Using big data to look at life expectancy

Apr 12, 2016, 1:45 PM EDT
(Source: Tambako The Jaguar/flickr)
(Source: Tambako The Jaguar/flickr)

The more scientific researchers turn to big data to understand patterns of all kinds, the more potential is revealed. Take the recent study on income and life expectancy in the U.S. (The Association Between Income and Life Expectancy in the United States, 2001-2014)published in The Journal of the American Medical Association on Sunday, which uses huge swaths of data over a period of 15 years to shed light on a correlation its authors say is well-established but poorly understood. The results, confined to the U.S., show that the average life expectancy of the lowest-income classes in America is now equal to that in Sudan or Pakistan.

The study took income data for the U.S. population from 1.4 billion deidentified tax records between 1999 and 2014, and mortality data from Social Security Administration death records. It noted that the data was "used to estimate race- and ethnicity-adjusted life expectancy at 40 years of age by household income percentile, sex, and geographic area, and to evaluate factors associated with differences in life expectancy.”

As part of the Health Inequality Project, the study found that the richest men in the U.S. now outlive the poorest by 15 years — equal to the rich/poor life expectancy divide in the Sudan — and that the richest women outlive the poorest women by a decade. One of the Harvard-based study’s authors David Cutler, the Otto Eckstein Professor of Applied Economics and a professor at the Harvard Kennedy School and the Harvard T.H. Chan School of Public Health, said that there are two goals with publishing these figures:

"One is to present this data, but the other is to create this data set so it can then be used by policymakers and researchers everywhere. This data has never been looked at with this level of granularity before."

:: MATERIAL SHOWN ::
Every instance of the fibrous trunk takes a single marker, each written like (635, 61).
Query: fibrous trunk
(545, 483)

--

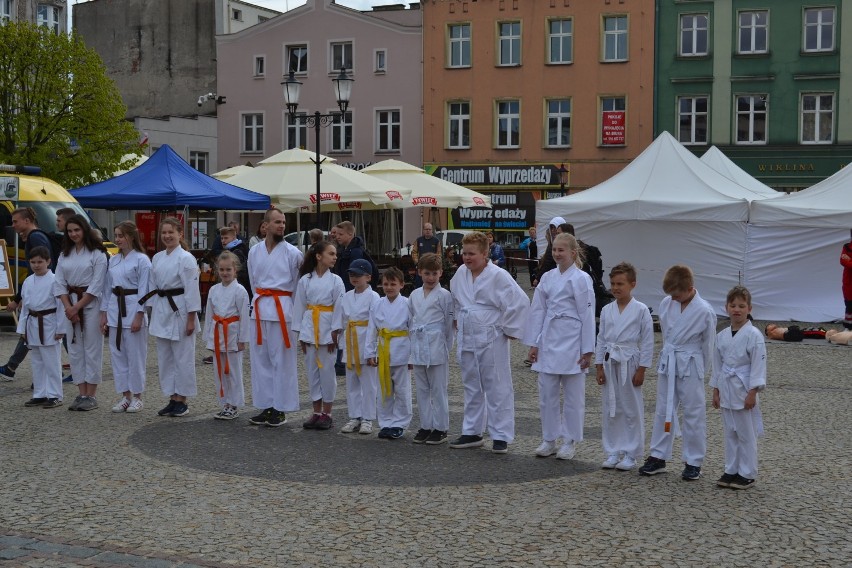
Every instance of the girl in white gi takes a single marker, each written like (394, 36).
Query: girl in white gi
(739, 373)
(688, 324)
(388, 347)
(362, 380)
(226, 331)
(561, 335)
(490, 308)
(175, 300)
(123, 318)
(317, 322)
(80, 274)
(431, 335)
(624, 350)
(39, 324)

---

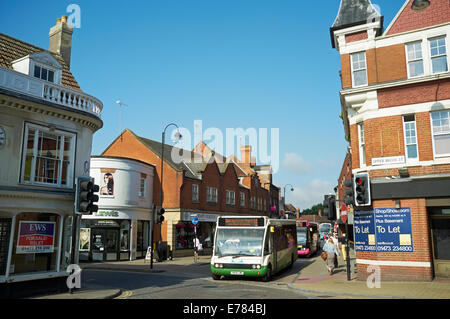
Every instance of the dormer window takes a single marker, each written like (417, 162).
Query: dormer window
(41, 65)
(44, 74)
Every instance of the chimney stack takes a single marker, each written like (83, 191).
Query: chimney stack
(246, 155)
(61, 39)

:: THE TASK ::
In the article on income and life expectancy, shorten the paragraph beginning "The study took income data" while keeping its main facts.

:: RESULT OF THIS TASK ::
The study used 1.4 billion deidentified U.S. tax records (1999–2014) for income and Social Security Administration death records for mortality. With this data it estimated race- and ethnicity-adjusted life expectancy at age 40 by household income percentile, sex, and geographic area, and assessed factors tied to life expectancy differences.